ROWS:
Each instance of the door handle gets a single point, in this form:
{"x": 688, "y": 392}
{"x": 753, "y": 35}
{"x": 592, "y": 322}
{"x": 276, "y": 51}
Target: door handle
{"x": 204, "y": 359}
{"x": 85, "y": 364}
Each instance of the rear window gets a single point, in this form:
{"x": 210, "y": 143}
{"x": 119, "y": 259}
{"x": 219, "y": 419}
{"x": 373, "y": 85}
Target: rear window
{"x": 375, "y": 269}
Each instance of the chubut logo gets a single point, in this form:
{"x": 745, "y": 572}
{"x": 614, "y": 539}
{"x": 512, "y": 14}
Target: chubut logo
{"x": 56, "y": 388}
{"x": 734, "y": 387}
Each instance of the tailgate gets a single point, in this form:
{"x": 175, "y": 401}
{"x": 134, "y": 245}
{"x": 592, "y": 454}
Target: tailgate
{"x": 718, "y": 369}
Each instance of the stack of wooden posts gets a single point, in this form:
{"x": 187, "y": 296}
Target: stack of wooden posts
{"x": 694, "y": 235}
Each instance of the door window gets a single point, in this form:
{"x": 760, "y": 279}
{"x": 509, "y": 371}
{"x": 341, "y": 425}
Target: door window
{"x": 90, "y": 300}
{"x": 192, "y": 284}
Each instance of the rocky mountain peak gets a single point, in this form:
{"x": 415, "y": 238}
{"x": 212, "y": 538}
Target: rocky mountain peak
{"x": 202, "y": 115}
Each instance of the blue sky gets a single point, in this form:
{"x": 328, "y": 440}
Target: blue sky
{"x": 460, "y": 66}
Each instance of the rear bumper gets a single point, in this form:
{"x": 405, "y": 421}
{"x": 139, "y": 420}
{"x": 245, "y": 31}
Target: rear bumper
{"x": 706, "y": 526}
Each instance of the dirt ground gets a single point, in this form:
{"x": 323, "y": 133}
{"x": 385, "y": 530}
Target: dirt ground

GIVEN TASK:
Could you echo the listing above line for line, without changing a single character?

TASK RESULT:
Each instance of the door handle gets a single point, in this form:
{"x": 688, "y": 392}
{"x": 753, "y": 35}
{"x": 592, "y": 322}
{"x": 276, "y": 51}
Target: door handle
{"x": 204, "y": 359}
{"x": 85, "y": 364}
Each instance of the rear window gets a single point, in this form:
{"x": 210, "y": 143}
{"x": 119, "y": 259}
{"x": 219, "y": 419}
{"x": 373, "y": 85}
Target: rear window
{"x": 375, "y": 269}
Each instance of the chubut logo gets a single point, in this form:
{"x": 745, "y": 572}
{"x": 614, "y": 539}
{"x": 512, "y": 14}
Target: chubut logo
{"x": 56, "y": 388}
{"x": 734, "y": 387}
Each instance of the tailgate gets a single point, in this form:
{"x": 175, "y": 401}
{"x": 134, "y": 245}
{"x": 592, "y": 454}
Target: tailgate
{"x": 718, "y": 369}
Each instance of the stack of wooden posts gets a single point, in this form:
{"x": 187, "y": 296}
Target: stack of wooden posts
{"x": 694, "y": 235}
Each instance of the door window gets a single point, in this form:
{"x": 760, "y": 279}
{"x": 509, "y": 371}
{"x": 341, "y": 425}
Target: door window
{"x": 90, "y": 300}
{"x": 192, "y": 284}
Each instance of the rocky mountain peak gets a single point, in this form:
{"x": 415, "y": 238}
{"x": 212, "y": 538}
Target: rocky mountain peak
{"x": 202, "y": 115}
Each instance of the blue sky gets a single point, in this form:
{"x": 328, "y": 440}
Target: blue sky
{"x": 460, "y": 66}
Each instance of the rear bumper gets a single point, in this form:
{"x": 405, "y": 421}
{"x": 139, "y": 420}
{"x": 245, "y": 31}
Target: rear bumper
{"x": 706, "y": 526}
Each instance of the dirt ground gets a single point, in this form:
{"x": 323, "y": 133}
{"x": 385, "y": 530}
Target: dirt ground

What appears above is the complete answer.